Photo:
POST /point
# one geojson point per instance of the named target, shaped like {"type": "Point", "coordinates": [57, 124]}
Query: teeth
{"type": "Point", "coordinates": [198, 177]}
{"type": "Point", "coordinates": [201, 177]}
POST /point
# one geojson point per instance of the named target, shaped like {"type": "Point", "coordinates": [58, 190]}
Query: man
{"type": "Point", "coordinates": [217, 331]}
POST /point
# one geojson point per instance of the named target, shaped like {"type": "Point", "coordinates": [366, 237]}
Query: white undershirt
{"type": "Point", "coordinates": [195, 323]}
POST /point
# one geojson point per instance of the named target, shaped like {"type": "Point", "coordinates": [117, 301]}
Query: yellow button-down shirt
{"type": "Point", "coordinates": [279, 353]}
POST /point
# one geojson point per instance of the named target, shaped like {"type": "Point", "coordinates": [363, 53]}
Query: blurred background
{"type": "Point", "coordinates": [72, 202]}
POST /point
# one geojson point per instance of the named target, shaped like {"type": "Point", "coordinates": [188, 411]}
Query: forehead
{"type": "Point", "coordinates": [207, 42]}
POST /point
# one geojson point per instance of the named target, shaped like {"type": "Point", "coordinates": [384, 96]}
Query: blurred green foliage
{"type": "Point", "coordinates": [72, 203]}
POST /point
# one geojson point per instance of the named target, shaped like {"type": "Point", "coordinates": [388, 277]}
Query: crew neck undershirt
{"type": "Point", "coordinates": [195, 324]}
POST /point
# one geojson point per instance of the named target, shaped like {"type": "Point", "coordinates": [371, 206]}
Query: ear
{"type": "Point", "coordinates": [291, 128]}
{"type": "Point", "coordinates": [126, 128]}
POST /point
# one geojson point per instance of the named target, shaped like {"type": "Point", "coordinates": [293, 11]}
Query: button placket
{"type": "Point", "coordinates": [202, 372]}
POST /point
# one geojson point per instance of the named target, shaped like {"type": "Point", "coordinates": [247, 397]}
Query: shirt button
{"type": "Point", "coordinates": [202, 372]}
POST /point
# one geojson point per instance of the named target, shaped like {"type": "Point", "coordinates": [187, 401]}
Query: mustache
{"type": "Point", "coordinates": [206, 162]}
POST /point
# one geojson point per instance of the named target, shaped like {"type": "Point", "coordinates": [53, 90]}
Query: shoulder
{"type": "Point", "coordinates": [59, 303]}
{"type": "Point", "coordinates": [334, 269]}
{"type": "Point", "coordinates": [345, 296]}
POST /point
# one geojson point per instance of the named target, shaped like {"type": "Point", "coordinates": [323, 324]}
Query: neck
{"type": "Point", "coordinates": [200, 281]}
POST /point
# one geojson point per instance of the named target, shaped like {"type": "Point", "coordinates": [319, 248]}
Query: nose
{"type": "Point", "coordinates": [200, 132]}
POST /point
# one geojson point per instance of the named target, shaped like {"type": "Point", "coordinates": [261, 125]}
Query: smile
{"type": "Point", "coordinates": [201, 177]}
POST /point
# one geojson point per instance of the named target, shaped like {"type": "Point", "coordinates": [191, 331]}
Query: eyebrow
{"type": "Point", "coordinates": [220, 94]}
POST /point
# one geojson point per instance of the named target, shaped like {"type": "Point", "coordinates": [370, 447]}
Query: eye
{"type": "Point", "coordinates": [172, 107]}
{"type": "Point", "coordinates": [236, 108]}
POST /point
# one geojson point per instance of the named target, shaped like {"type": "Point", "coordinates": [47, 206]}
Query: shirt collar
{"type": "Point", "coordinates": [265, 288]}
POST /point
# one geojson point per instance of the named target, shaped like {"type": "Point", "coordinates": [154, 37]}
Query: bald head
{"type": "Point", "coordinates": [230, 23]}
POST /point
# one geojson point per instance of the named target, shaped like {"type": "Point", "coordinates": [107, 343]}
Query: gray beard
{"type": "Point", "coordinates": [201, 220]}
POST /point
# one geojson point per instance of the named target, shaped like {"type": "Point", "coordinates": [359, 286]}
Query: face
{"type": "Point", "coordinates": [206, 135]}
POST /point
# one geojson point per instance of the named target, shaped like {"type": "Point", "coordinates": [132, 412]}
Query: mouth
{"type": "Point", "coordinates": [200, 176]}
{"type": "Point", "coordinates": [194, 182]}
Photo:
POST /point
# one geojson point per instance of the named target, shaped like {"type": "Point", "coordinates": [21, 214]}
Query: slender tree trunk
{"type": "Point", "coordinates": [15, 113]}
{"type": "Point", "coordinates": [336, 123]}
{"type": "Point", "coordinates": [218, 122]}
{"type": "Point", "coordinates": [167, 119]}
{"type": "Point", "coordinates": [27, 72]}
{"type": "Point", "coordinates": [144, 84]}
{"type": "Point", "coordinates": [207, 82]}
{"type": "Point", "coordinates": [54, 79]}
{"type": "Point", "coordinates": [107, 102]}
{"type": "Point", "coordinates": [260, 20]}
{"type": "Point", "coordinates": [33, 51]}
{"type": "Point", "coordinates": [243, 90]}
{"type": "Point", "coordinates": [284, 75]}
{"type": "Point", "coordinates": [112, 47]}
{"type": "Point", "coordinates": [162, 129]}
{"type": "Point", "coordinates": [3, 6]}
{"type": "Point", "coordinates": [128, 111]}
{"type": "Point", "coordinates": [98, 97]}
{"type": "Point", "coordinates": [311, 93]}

» **WHAT THE TASK ASKS**
Reproduce every line of the material above exactly.

» **SOLUTION TO THIS PROBLEM**
Photo:
POST /point
# one geojson point per instance of the named target, shaped like {"type": "Point", "coordinates": [57, 124]}
Query: teeth
{"type": "Point", "coordinates": [198, 177]}
{"type": "Point", "coordinates": [201, 177]}
POST /point
# one geojson point per instance of the named target, shaped like {"type": "Point", "coordinates": [58, 190]}
Query: man
{"type": "Point", "coordinates": [217, 331]}
POST /point
# one geojson point per instance of the named target, shaped like {"type": "Point", "coordinates": [366, 237]}
Query: white undershirt
{"type": "Point", "coordinates": [195, 323]}
POST /point
# one geojson point per instance of the named target, shaped like {"type": "Point", "coordinates": [117, 301]}
Query: yellow button-down shirt
{"type": "Point", "coordinates": [279, 353]}
POST /point
# one geojson point per instance of the named target, shaped like {"type": "Point", "coordinates": [363, 53]}
Query: blurred background
{"type": "Point", "coordinates": [72, 202]}
POST /point
# one geojson point per instance of the named target, shaped like {"type": "Point", "coordinates": [188, 411]}
Query: forehead
{"type": "Point", "coordinates": [207, 42]}
POST /point
# one geojson point per instance of the named target, shaped like {"type": "Point", "coordinates": [384, 96]}
Query: blurred green foliage
{"type": "Point", "coordinates": [72, 203]}
POST /point
# one geojson point per instance of the named target, shaped like {"type": "Point", "coordinates": [388, 277]}
Query: crew neck undershirt
{"type": "Point", "coordinates": [195, 324]}
POST /point
# one geojson point per instance of the named target, shaped like {"type": "Point", "coordinates": [371, 206]}
Query: ear
{"type": "Point", "coordinates": [291, 128]}
{"type": "Point", "coordinates": [126, 128]}
POST /point
# one geojson point per instance of the named target, shaped like {"type": "Point", "coordinates": [293, 11]}
Query: button placket
{"type": "Point", "coordinates": [202, 372]}
POST /point
# one geojson point per instance of the named target, shaped like {"type": "Point", "coordinates": [247, 397]}
Query: shirt button
{"type": "Point", "coordinates": [202, 372]}
POST /point
# one geojson point per instance of the named target, shaped like {"type": "Point", "coordinates": [187, 401]}
Query: mustache
{"type": "Point", "coordinates": [206, 162]}
POST /point
# one geojson point per instance of the named target, shaped like {"type": "Point", "coordinates": [53, 90]}
Query: shoulder
{"type": "Point", "coordinates": [59, 303]}
{"type": "Point", "coordinates": [334, 269]}
{"type": "Point", "coordinates": [345, 296]}
POST /point
# one geojson point per instance of the named target, shaped like {"type": "Point", "coordinates": [323, 324]}
Query: neck
{"type": "Point", "coordinates": [200, 281]}
POST /point
# one geojson point per instance of the named target, shaped like {"type": "Point", "coordinates": [319, 248]}
Query: nose
{"type": "Point", "coordinates": [200, 132]}
POST /point
# one geojson point per instance of the named target, shaped like {"type": "Point", "coordinates": [261, 125]}
Query: smile
{"type": "Point", "coordinates": [201, 177]}
POST /point
# one geojson point per instance of the named target, shaped like {"type": "Point", "coordinates": [191, 331]}
Query: eyebrow
{"type": "Point", "coordinates": [220, 94]}
POST /point
# one geojson point per instance of the named target, shaped like {"type": "Point", "coordinates": [370, 447]}
Query: eye
{"type": "Point", "coordinates": [172, 107]}
{"type": "Point", "coordinates": [236, 108]}
POST /point
# one geojson point per instance of the named target, shaped like {"type": "Point", "coordinates": [47, 206]}
Query: shirt collar
{"type": "Point", "coordinates": [265, 288]}
POST /point
# one geojson point per instance of the named target, shaped like {"type": "Point", "coordinates": [154, 37]}
Query: bald head
{"type": "Point", "coordinates": [230, 23]}
POST /point
# one geojson point per instance of the named target, shaped like {"type": "Point", "coordinates": [107, 343]}
Query: gray beard
{"type": "Point", "coordinates": [201, 220]}
POST /point
# one geojson point per instance of the named target, shaped like {"type": "Point", "coordinates": [359, 286]}
Query: face
{"type": "Point", "coordinates": [206, 135]}
POST /point
# one geojson point per instance of the named target, shaped like {"type": "Point", "coordinates": [132, 412]}
Query: mouth
{"type": "Point", "coordinates": [200, 176]}
{"type": "Point", "coordinates": [194, 182]}
Photo:
POST /point
# one geojson point per instance of the named target, shaped like {"type": "Point", "coordinates": [21, 214]}
Query: slender tree trunk
{"type": "Point", "coordinates": [15, 113]}
{"type": "Point", "coordinates": [336, 123]}
{"type": "Point", "coordinates": [218, 122]}
{"type": "Point", "coordinates": [167, 119]}
{"type": "Point", "coordinates": [27, 72]}
{"type": "Point", "coordinates": [144, 84]}
{"type": "Point", "coordinates": [207, 82]}
{"type": "Point", "coordinates": [54, 79]}
{"type": "Point", "coordinates": [107, 102]}
{"type": "Point", "coordinates": [260, 20]}
{"type": "Point", "coordinates": [33, 51]}
{"type": "Point", "coordinates": [243, 90]}
{"type": "Point", "coordinates": [284, 75]}
{"type": "Point", "coordinates": [112, 47]}
{"type": "Point", "coordinates": [162, 129]}
{"type": "Point", "coordinates": [3, 6]}
{"type": "Point", "coordinates": [128, 111]}
{"type": "Point", "coordinates": [98, 97]}
{"type": "Point", "coordinates": [311, 93]}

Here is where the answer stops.